:: EXTRAIT DU TEXTE ::

____________________

A Gauche, malheureusement, les déclarations contradictoires n’ont pas levé la confusion inquiétante qui a fait suite à certains atermoiements coupables des dernières années. Pour ne citer que lui, l’ancien ministre de l’Education Nationale, Jack Lang, déjà responsable du détournement de la loi de 1905 qui avait permis en son temps de financer la construction de la cathédrale d’Evry, s’est à nouveau déclaré en faveur d’une révision de la loi afin de pouvoir financer l’islam en France ! La pression était assez forte pour que François Hollande tranche qu’on ne toucherait pas à la loi. Il n’aurait plus manqué que cela, alors que le programme du candidat Hollande prévoyait de renforcer la laïcité en inscrivant dans la Constitution les deux premiers articles de la loi de 1905.

Et comme une mauvaise nouvelle ne vient jamais seule, voilà que le PS, dans un communiqué de son délégué à la laïcité, se prononce en faveur du développement des établissements scolaires musulmans sous contrat ! La Gauche qui après avoir avalé le boa de la loi Debré en 1958 et apparemment renoncé à abroger les dispositions de la loi Carle qui aggravent le problème, se prononcerait désormais en faveur de l’enseignement privé ! On voudrait rêver, mais c’est un cauchemar. L’école publique, laïque, obligatoire, créature de la gauche depuis toujours, créée pour faire en sorte que tous les enfants quels que soient leur couleur, leurs origines, la confession de leurs parents, leur sexe, soient instruits pour devenir des citoyens libres et égaux en droits, des hommes et des femmes libres et responsables, se retrouverait en « concurrence » avec des établissements chargés de faire ici de futurs musulmans, là de futurs catholiques, protestants, juifs... ! C’est Jaurès qu’on aime tant citer à l’occasion des commémorations, qui doit se retourner dans sa tombe, lui qui déclarait que lorsqu’il « s’agit de l’œuvre d’éducation où la conscience s’éveille, où la raison incertaine se dégage, seuls les représentants de la laïcité doivent être autorisés pour propager, non pas un dogme nouveau, non pas une doctrine immobile mais l’habitude même de la raison et de la vérité »( Cité par Jacques Julliard – Les Gauches françaises- p 443 – Flammarion sept 2012).

____________________

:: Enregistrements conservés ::

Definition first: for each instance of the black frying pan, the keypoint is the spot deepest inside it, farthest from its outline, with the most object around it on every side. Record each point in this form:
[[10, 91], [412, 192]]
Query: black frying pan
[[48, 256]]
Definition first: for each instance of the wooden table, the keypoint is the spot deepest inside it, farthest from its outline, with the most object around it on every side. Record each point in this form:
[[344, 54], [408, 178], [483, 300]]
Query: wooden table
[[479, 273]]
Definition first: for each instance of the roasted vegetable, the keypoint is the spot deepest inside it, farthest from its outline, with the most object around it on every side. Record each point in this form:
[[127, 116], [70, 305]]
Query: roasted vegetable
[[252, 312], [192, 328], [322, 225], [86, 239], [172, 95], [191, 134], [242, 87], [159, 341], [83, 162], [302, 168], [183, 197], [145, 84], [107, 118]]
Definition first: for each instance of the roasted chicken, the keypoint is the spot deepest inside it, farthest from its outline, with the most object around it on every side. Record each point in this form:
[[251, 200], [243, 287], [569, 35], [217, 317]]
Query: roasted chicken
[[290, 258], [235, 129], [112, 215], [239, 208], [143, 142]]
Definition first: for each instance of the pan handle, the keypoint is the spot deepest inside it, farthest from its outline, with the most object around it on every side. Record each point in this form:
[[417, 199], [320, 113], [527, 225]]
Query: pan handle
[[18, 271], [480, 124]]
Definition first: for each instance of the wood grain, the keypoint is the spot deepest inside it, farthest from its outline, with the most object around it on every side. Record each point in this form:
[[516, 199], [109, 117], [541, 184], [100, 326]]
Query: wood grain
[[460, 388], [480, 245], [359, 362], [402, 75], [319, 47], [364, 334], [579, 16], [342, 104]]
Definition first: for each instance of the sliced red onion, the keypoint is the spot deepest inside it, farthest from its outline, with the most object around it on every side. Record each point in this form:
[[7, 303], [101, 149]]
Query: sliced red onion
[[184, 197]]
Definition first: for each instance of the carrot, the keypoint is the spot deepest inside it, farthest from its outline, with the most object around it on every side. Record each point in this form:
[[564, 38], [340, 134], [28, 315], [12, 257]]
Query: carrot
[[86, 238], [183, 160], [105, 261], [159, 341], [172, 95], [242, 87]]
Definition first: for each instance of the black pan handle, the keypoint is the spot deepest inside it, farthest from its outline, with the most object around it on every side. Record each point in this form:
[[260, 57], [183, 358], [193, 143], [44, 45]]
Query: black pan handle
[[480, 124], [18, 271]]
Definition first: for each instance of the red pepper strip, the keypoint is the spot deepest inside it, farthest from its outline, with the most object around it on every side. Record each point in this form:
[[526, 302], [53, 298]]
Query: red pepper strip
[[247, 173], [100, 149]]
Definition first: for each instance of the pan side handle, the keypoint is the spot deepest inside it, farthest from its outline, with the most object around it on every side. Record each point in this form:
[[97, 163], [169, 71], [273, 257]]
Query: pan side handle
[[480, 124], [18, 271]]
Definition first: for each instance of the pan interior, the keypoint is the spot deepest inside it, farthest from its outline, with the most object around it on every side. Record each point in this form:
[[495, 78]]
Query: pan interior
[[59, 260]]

____________________

:: CONSIGNES À SUIVRE ::
a) Dans l'extrait sur la laïcité, reprenez le passage commençant par "A Gauche, malheureusement, les" et allant jusqu'à "loi de 1905.", en remplaçant "cathédrale" par "basilique".
b) Traduisez en anglais la phrase suivante de l'extrait sur la laïcité : « La pression était assez forte pour que François Hollande tranche qu’on ne toucherait pas à la loi. »

:: RÉPONSES PAR CONSIGNE ::
a)
A Gauche, malheureusement, les déclarations contradictoires n’ont pas levé la confusion inquiétante qui a fait suite à certains atermoiements coupables des dernières années. Pour ne citer que lui, l’ancien ministre de l’Education Nationale, Jack Lang, déjà responsable du détournement de la loi de 1905 qui avait permis en son temps de financer la construction de la basilique d’Evry, s’est à nouveau déclaré en faveur d’une révision de la loi afin de pouvoir financer l’islam en France ! La pression était assez forte pour que François Hollande tranche qu’on ne toucherait pas à la loi. Il n’aurait plus manqué que cela, alors que le programme du candidat Hollande prévoyait de renforcer la laïcité en inscrivant dans la Constitution les deux premiers articles de la loi de 1905.

b) The pressure was strong enough for François Hollande to rule that the law would not be touched.